LIST OF TASKS:
#1 Set down the Arduino timing post word for word, everything from "Amended on Sat" down to "hardware timing requirements.)".
#2 In the Arduino post on timing an interval without interrupts, what prescaler does the code use for Timer 1?
#3 Write what comes next in the post on timing an interval without interrupts, picking up after its last line.

EXCERPT TO READ:
Amended on Sat 11 Jul 2015 09:45 PM (UTC) by Nick Gammon

Message
Example of timing an interval without interrupts


Sometimes you need to time things when interrupts are off (eg. because you are driving Neopixels, which turn off interrupts because of hardware timing requirements.)

The code below uses Timer 1 to time an interval up to 8.388 seconds. It users a prescaler of 1024, which means each "count" of timer 1 is 1/16e6 * 1024 of a second (0.000064 seconds, or 64 µS). Since it can count up to 65536 we can time 0.000064 * 65536 = 4.194304 seconds. Then the timer overflows, but we can test the "overflow flag" and know the overflow occurred. That lets us time up to 8.388608 seconds before we miss the fact that there was a second overflow.


void startTimer1 ()
  {
  // reset Timer 1
  TCCR1A = 0;
  TCCR1B = 0;
  // zero it
  TCNT1 = 0; 
  TIFR1 |= bit (TOV1);  // clear overflow flag
  // start Timer 1
  TCCR1B =  bit (CS10) | bit (CS12);  //  prescaler of 1024
  }  // end of startTimer1
 
unsigned long getTimer1Reading ()

GIVEN INFORMATION:
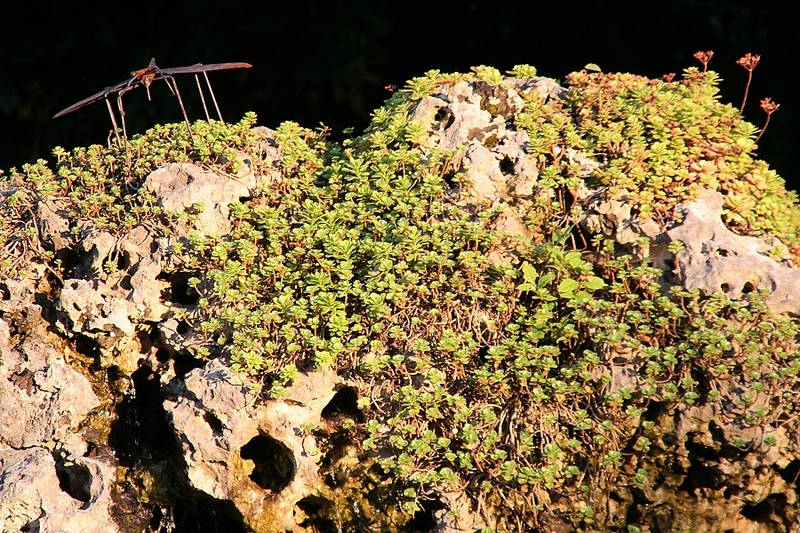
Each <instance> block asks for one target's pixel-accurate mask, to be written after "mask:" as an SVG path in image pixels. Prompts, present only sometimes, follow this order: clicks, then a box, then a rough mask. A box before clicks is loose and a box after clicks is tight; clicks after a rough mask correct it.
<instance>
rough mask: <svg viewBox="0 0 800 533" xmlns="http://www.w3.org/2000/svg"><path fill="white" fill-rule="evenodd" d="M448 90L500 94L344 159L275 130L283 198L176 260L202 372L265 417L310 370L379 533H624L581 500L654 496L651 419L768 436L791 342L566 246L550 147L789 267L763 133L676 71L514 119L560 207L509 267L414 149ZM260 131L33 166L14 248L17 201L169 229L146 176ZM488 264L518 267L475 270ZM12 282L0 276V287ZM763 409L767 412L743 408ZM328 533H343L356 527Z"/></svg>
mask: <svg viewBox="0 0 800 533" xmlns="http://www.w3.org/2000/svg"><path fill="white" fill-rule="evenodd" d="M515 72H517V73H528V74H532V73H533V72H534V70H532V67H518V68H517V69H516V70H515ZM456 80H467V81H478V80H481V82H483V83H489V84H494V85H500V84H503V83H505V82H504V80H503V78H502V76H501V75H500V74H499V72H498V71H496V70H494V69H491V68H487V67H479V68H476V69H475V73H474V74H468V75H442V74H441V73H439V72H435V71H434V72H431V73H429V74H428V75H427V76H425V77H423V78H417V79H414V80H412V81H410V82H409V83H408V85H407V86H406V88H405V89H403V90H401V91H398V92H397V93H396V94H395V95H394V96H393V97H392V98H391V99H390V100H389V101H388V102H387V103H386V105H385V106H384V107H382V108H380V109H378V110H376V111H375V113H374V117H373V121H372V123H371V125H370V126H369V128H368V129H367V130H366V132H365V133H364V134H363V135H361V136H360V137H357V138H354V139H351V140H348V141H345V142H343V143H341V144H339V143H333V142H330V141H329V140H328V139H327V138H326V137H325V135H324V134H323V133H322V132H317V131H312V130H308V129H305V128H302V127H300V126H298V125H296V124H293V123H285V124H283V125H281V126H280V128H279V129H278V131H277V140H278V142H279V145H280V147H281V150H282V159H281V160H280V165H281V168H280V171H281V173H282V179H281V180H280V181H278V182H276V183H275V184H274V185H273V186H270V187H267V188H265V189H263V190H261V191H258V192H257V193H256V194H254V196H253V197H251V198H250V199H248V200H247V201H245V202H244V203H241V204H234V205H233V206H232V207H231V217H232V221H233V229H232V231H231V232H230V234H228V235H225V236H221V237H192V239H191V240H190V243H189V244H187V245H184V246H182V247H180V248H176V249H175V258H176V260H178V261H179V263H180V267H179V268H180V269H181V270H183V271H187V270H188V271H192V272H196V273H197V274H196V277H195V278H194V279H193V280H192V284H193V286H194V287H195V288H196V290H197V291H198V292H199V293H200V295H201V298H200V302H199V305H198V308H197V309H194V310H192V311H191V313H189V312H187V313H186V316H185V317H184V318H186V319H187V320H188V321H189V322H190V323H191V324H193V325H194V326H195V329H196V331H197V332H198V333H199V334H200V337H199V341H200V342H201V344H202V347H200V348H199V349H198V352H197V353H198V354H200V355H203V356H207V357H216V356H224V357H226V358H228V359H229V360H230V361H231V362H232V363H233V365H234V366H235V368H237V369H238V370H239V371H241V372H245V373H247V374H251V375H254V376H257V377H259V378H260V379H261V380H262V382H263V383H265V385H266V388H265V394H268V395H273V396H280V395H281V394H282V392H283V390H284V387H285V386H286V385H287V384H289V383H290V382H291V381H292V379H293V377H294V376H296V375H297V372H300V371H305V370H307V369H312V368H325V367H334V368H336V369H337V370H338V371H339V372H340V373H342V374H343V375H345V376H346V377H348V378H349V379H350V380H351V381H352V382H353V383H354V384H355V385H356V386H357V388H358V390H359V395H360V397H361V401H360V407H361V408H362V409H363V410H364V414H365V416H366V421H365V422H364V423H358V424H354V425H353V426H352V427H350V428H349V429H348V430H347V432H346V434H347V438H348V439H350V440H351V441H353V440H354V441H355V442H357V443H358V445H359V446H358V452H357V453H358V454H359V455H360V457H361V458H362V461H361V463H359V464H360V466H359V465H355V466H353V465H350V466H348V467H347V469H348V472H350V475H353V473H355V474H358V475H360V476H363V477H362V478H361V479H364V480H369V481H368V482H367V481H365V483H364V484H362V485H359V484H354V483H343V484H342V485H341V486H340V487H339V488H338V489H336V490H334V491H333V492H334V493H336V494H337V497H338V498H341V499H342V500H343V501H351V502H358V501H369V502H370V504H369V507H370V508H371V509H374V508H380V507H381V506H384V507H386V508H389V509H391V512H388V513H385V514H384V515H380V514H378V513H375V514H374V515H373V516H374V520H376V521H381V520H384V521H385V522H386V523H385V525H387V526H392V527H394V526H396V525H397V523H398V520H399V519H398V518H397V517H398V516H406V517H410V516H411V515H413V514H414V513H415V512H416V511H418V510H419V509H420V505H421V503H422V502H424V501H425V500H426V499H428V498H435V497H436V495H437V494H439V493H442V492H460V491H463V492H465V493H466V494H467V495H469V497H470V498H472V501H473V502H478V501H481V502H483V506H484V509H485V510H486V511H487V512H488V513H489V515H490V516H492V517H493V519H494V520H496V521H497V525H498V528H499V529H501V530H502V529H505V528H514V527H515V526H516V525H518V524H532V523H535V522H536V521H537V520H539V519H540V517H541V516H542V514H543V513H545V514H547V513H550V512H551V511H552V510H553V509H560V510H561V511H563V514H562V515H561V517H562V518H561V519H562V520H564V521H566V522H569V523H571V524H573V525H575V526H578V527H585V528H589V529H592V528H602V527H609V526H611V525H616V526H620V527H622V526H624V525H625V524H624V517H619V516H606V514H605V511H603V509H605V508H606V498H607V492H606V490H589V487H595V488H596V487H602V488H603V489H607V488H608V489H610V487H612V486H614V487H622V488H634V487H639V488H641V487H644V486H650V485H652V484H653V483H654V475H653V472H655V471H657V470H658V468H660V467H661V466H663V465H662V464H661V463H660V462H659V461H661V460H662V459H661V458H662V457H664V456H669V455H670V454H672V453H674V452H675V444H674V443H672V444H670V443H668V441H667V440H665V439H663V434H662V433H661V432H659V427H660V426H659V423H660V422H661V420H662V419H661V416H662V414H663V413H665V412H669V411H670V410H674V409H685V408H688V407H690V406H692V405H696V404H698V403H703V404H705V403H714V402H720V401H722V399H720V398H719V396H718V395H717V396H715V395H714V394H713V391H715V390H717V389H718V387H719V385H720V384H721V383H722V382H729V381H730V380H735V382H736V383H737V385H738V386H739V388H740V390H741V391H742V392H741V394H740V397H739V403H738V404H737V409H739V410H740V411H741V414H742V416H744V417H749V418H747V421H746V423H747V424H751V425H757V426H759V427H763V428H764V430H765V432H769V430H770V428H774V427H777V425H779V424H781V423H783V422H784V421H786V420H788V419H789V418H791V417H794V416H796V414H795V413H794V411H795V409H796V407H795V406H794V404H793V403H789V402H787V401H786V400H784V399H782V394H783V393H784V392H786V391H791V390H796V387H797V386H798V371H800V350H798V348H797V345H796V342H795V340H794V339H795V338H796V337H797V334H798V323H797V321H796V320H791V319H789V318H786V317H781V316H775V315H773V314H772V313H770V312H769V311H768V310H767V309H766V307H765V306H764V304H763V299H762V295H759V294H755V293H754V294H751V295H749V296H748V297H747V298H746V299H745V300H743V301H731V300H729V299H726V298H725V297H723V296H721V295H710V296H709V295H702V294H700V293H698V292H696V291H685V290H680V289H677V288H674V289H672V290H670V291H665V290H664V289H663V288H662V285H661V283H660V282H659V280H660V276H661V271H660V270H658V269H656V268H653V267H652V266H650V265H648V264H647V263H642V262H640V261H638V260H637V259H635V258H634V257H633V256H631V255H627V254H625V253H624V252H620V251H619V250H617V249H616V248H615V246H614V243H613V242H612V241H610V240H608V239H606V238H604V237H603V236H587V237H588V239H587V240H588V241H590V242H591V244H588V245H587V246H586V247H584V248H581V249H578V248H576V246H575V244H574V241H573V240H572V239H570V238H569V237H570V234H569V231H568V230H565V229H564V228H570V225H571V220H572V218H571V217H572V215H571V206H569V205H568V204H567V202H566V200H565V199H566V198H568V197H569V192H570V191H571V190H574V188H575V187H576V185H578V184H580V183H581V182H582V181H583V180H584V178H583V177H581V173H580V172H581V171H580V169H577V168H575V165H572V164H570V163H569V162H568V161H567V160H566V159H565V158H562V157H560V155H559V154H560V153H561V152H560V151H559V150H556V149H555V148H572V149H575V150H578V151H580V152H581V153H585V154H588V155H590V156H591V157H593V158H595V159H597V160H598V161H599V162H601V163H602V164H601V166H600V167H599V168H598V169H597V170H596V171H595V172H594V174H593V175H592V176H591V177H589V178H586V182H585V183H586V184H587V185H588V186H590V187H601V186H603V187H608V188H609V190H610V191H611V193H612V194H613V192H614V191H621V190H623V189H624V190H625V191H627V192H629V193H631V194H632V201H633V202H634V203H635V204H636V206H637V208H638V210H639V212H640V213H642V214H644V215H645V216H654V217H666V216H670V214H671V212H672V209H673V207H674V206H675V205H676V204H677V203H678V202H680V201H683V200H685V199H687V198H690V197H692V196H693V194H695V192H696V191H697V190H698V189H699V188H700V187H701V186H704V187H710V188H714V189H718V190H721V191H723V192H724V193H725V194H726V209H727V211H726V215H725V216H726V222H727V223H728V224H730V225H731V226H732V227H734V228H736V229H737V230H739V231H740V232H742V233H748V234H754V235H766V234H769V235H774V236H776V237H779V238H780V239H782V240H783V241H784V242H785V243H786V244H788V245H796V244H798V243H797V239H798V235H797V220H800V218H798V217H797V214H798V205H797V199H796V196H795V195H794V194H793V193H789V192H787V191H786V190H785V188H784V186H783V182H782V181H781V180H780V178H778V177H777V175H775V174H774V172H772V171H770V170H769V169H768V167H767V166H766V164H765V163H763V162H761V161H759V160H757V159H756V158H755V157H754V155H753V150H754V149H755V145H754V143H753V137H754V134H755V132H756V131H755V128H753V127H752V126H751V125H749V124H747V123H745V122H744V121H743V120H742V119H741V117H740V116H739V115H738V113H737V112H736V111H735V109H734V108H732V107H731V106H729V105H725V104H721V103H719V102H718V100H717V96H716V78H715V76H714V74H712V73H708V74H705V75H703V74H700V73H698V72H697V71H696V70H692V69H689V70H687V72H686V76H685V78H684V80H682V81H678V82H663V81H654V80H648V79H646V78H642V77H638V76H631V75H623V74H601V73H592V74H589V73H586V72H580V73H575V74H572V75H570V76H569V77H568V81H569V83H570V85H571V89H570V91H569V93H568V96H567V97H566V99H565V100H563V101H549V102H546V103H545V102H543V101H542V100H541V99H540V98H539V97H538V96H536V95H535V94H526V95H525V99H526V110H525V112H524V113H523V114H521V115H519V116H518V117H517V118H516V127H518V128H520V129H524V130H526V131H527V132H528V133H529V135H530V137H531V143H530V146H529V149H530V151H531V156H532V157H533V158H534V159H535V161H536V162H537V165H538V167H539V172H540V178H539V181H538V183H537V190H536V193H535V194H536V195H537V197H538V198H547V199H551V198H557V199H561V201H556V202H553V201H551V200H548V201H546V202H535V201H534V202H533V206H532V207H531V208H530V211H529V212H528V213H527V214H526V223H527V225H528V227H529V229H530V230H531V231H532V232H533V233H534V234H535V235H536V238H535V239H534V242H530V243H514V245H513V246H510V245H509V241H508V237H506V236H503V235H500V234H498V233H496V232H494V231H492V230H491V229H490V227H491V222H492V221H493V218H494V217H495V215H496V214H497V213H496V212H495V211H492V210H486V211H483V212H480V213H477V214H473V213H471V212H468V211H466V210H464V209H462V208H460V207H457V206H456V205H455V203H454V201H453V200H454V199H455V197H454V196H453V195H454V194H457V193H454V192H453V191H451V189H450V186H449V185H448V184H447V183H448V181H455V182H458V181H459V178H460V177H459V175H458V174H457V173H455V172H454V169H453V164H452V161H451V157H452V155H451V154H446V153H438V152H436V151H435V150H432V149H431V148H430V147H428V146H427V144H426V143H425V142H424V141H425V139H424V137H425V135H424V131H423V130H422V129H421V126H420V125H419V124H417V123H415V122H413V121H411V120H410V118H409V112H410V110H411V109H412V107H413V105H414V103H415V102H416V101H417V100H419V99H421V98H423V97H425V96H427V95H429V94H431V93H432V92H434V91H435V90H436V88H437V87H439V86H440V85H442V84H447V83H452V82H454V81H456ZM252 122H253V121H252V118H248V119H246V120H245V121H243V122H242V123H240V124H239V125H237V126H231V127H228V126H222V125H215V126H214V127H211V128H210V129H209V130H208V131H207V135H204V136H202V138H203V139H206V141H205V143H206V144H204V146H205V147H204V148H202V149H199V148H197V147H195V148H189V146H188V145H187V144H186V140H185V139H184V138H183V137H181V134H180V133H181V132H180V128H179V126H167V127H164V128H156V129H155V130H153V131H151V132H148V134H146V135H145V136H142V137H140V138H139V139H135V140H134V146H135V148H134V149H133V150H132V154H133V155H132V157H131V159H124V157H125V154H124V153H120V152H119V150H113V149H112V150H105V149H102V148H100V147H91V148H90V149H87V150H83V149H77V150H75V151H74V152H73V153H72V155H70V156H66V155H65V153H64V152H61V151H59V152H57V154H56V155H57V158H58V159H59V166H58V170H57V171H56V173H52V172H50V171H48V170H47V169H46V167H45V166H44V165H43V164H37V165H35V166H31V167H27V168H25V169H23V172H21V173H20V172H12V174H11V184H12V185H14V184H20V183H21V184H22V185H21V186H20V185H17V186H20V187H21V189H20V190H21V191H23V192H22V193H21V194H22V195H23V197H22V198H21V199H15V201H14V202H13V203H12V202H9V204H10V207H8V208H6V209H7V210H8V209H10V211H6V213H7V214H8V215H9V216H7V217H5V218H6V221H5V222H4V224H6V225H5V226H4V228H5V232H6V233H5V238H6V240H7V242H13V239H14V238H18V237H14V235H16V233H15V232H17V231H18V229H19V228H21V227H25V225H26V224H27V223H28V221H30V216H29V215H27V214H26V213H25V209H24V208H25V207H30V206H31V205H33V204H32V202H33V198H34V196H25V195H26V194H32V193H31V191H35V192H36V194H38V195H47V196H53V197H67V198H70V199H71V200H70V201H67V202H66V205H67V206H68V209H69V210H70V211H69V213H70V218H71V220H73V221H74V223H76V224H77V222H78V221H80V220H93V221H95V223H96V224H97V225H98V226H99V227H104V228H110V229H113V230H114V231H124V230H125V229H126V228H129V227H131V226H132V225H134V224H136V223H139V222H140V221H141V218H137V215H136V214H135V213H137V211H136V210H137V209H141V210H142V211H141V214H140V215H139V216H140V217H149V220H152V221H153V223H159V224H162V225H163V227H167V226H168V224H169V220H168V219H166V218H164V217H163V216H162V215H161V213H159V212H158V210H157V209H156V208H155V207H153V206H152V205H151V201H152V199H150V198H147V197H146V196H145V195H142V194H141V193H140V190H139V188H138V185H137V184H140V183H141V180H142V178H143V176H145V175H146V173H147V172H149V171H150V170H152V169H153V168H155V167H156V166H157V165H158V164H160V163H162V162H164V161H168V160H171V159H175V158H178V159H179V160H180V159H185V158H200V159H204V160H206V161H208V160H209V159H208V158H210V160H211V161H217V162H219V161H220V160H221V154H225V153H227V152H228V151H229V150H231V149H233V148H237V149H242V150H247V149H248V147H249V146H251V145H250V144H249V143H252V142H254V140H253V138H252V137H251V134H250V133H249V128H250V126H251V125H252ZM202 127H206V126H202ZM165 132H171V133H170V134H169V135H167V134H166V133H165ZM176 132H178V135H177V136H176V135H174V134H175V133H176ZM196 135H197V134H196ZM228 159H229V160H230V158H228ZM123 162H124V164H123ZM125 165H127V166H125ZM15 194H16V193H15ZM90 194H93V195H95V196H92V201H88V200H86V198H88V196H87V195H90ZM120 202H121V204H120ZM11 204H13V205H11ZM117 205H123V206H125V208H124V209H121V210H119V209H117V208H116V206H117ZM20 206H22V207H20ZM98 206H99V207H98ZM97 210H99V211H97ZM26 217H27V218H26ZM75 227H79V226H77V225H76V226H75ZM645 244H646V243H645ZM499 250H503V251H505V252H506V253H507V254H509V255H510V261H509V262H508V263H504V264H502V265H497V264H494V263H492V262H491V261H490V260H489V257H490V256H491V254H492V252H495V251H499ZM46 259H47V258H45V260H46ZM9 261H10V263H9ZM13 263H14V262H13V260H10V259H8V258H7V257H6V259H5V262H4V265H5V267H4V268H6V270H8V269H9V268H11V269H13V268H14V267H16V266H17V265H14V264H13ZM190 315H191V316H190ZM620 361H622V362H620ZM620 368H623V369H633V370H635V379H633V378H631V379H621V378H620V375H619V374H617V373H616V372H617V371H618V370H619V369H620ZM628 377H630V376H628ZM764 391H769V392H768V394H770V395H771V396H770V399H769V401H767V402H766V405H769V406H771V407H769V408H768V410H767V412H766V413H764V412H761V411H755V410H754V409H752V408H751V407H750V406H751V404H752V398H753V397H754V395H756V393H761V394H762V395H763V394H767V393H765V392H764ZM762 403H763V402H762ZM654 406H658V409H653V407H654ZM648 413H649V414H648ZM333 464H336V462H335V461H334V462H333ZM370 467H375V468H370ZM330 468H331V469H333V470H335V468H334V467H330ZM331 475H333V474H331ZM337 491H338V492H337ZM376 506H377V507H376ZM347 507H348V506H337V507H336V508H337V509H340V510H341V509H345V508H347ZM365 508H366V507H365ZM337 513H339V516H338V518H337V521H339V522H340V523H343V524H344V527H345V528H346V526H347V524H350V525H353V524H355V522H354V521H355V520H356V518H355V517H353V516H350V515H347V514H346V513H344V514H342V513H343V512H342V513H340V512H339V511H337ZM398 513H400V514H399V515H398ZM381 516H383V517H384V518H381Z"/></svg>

ANSWERS FOR THIS EXERCISE:
#1
Amended on Sat 11 Jul 2015 09:45 PM (UTC) by Nick Gammon

Message
Example of timing an interval without interrupts


Sometimes you need to time things when interrupts are off (eg. because you are driving Neopixels, which turn off interrupts because of hardware timing requirements.)

#2 A prescaler of 1024.

#3
  {
  unsigned long elapsed = TCNT1;
  if (TIFR1 &  bit (TOV1))
     elapsed += 65536;
  return elapsed;   
  }  // end of getTimer1Reading
 
void setup ()
  {
  Serial.begin (115200);
  Serial.println ();

  }  // end of setup

void loop ()
  {
  Serial.println ("Starting ...");
  Serial.flush ();

  startTimer1 ();
 
  delay (7560);
  float secs = (1.0 / F_CPU * 1024) * getTimer1Reading ();

  Serial.print ("Time taken = ");
  Serial.print (secs);
  Serial.println (" seconds.");

  }  // end of loop


Instead of the delay(7560) in the test, you could have in that place something which turns off interrupts, does something lengthy, and turns them back on again.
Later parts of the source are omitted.